[Saved entries]
↓
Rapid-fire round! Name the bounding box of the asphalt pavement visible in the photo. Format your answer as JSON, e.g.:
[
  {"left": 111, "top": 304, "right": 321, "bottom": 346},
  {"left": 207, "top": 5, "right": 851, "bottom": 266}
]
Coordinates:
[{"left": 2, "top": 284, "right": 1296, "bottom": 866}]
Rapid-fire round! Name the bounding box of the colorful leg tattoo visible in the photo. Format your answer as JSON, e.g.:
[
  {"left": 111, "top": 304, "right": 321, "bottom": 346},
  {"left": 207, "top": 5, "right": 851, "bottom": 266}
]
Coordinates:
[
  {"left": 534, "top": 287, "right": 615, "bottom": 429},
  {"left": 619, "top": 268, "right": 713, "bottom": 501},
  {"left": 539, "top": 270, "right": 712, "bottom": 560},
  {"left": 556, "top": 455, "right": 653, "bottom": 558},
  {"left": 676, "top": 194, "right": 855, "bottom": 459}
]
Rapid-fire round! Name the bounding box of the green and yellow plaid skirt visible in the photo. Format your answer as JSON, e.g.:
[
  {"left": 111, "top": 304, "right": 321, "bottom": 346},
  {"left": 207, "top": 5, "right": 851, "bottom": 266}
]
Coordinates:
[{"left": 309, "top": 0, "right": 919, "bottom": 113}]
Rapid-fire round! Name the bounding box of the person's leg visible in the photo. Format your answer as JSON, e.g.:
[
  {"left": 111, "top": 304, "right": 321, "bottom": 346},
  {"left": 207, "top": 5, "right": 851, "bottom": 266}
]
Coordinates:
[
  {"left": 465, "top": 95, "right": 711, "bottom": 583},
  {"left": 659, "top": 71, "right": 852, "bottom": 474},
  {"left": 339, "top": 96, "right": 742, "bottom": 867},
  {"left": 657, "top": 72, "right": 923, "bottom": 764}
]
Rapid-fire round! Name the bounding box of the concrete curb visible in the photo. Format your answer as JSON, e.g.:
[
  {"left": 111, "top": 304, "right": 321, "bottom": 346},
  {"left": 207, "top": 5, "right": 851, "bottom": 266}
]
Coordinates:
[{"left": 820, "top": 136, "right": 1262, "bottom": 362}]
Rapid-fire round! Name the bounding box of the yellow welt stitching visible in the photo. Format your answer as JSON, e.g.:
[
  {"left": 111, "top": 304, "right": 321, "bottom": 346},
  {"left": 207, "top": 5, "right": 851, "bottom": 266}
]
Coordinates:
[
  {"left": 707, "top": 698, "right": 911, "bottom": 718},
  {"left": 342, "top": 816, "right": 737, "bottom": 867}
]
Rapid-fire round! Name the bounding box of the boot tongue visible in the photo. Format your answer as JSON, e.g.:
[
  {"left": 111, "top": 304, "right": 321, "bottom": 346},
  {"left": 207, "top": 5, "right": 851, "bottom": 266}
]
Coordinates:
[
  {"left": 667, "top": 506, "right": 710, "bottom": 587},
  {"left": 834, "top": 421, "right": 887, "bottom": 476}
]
↑
● **EXERCISE OBJECTIVE**
Give back the records above, character for character.

● **ANSWER AREA**
Rapid-fire round! Name the bounding box of the asphalt pavement visible in the photo. Format your answer as JSON, e.g.:
[
  {"left": 111, "top": 304, "right": 321, "bottom": 346},
  {"left": 207, "top": 5, "right": 851, "bottom": 266}
]
Coordinates:
[{"left": 2, "top": 284, "right": 1296, "bottom": 866}]
Rapid-fire round! Name the bounding box of the colorful leg tattoo visible in the photo. Format your answer as JSON, e.g.:
[
  {"left": 111, "top": 304, "right": 321, "bottom": 346},
  {"left": 207, "top": 5, "right": 851, "bottom": 266}
]
Coordinates:
[
  {"left": 534, "top": 287, "right": 615, "bottom": 429},
  {"left": 619, "top": 268, "right": 713, "bottom": 501},
  {"left": 539, "top": 270, "right": 712, "bottom": 560},
  {"left": 556, "top": 455, "right": 653, "bottom": 558},
  {"left": 676, "top": 194, "right": 855, "bottom": 459}
]
Rapid-fire round! Name the bounding box of the green and yellow plaid skirt visible in the photo. Format your answer as JSON, e.g.:
[
  {"left": 111, "top": 304, "right": 321, "bottom": 346},
  {"left": 207, "top": 5, "right": 851, "bottom": 266}
]
Coordinates:
[{"left": 309, "top": 0, "right": 919, "bottom": 113}]
Rapid-fire round! Name the bounding box of the person's leg visible in the photo. Format your answer as JSON, e.g.:
[
  {"left": 111, "top": 304, "right": 321, "bottom": 346},
  {"left": 207, "top": 5, "right": 851, "bottom": 266}
]
Coordinates:
[
  {"left": 465, "top": 95, "right": 711, "bottom": 583},
  {"left": 659, "top": 71, "right": 852, "bottom": 474},
  {"left": 339, "top": 96, "right": 742, "bottom": 867},
  {"left": 657, "top": 72, "right": 923, "bottom": 764}
]
Rapid-fire round! Name the bounding box of the concrete curb visible in the photo. Format your answer as JSON, e.g.:
[
  {"left": 111, "top": 304, "right": 321, "bottom": 346},
  {"left": 207, "top": 5, "right": 851, "bottom": 266}
]
Coordinates:
[{"left": 820, "top": 136, "right": 1262, "bottom": 362}]
Rapid-fire round! Name the bounding box of the yellow welt stitching visible in the photo. Format your answer as JSON, e.g.:
[
  {"left": 111, "top": 304, "right": 321, "bottom": 346},
  {"left": 207, "top": 5, "right": 851, "bottom": 266}
]
Coordinates:
[
  {"left": 707, "top": 698, "right": 911, "bottom": 718},
  {"left": 342, "top": 816, "right": 737, "bottom": 867}
]
Rapid-fire round! Name the bounding box of the boot tongue visible in the photo. Format your answer as JSON, e.g.:
[
  {"left": 111, "top": 304, "right": 321, "bottom": 346},
  {"left": 207, "top": 5, "right": 851, "bottom": 266}
]
Coordinates:
[
  {"left": 667, "top": 506, "right": 710, "bottom": 587},
  {"left": 834, "top": 421, "right": 887, "bottom": 476}
]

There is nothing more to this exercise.